Task objective:
Below are the records; restate all of them exactly.

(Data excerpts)
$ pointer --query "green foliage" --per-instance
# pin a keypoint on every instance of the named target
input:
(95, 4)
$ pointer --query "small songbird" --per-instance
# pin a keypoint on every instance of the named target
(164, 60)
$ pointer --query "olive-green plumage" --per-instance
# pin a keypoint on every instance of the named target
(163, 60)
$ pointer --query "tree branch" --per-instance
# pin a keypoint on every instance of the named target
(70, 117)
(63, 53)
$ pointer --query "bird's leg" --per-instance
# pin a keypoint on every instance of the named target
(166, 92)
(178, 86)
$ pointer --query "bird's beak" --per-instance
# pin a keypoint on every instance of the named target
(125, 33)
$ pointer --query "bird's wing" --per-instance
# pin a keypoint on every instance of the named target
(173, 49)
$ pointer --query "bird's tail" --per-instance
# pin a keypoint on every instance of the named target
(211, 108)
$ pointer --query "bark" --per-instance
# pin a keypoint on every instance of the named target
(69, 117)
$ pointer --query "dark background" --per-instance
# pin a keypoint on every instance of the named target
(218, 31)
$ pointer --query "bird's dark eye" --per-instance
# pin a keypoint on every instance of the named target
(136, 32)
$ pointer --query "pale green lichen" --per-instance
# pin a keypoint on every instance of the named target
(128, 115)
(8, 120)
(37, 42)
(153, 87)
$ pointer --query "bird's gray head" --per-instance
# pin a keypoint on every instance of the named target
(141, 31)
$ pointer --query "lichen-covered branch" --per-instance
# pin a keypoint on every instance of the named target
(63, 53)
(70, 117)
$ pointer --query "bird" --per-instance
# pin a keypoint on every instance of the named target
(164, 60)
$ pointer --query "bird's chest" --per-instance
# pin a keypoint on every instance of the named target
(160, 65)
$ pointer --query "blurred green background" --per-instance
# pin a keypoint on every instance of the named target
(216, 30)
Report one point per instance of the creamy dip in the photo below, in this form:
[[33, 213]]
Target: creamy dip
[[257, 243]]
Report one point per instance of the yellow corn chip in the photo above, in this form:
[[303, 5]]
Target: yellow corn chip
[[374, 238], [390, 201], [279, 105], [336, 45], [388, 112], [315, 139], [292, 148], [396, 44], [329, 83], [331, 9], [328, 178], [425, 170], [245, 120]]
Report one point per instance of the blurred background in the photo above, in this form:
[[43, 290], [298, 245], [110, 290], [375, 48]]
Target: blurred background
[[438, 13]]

Answer below:
$ pointer --query "green foliage" --per-instance
# pin a keypoint on every instance of the named target
input:
(95, 4)
$ pointer --query "small songbird" --per-instance
# pin a keypoint on every instance of the named target
(164, 60)
$ pointer --query "olive-green plumage" --per-instance
# pin a keypoint on every instance of the named target
(163, 60)
$ pointer --query "tree branch" --per-instance
# pin a keypoint on every instance of the named target
(70, 117)
(63, 53)
$ pointer --query "bird's leg" --per-instance
# pin a keypoint on every instance of the named target
(166, 92)
(178, 86)
$ pointer --query "bird's beak" --per-instance
# pin a keypoint on every instance of the named target
(125, 33)
$ pointer --query "bird's wing" --per-instance
# pin a keypoint on every instance of the named target
(173, 49)
$ pointer --query "bird's tail" --per-instance
# pin a keypoint on every instance of the named target
(211, 108)
$ pointer --query "bark" --per-instance
# pin a keypoint on every instance of the named target
(69, 117)
$ pointer --query "dark background" --per-instance
# pin a keypoint on every instance of the named target
(218, 31)
$ pointer --query "bird's dark eye" --per-instance
# pin a keypoint on every instance of the named target
(136, 32)
$ pointer --query "pale green lichen" --per-instance
# pin a keypoint on every instance of the named target
(128, 115)
(8, 120)
(37, 42)
(153, 87)
$ pointer --query "bird's gray head" --per-instance
# pin a keypoint on every instance of the named target
(141, 31)
$ pointer --query "lichen-covered branch" --per-instance
# pin a keypoint on every instance of the named target
(63, 53)
(70, 117)
$ pointer --query "bird" --per-instance
# pin a keypoint on every instance of the named target
(164, 60)
$ pointer --query "bird's chest" --per-instance
# pin a keypoint on every instance of the named target
(160, 65)
$ pointer --query "blurred green background" --per-instance
# pin a keypoint on every instance of the named target
(216, 30)
Report one point per instance of the creamy dip in the photo below, in this form:
[[33, 213]]
Target: creamy dip
[[257, 243]]
Report one point per instance of the yellow corn chip in the photo above, in this form:
[[303, 5]]
Target: yellow corn chip
[[374, 238], [390, 201], [279, 105], [336, 45], [388, 112], [315, 139], [292, 148], [396, 44], [329, 83], [331, 9], [328, 178], [425, 170], [245, 120]]
Report one point per instance of the blurred background in the photo above, in this form:
[[43, 290], [298, 245], [110, 290], [375, 48]]
Target: blurred background
[[438, 13]]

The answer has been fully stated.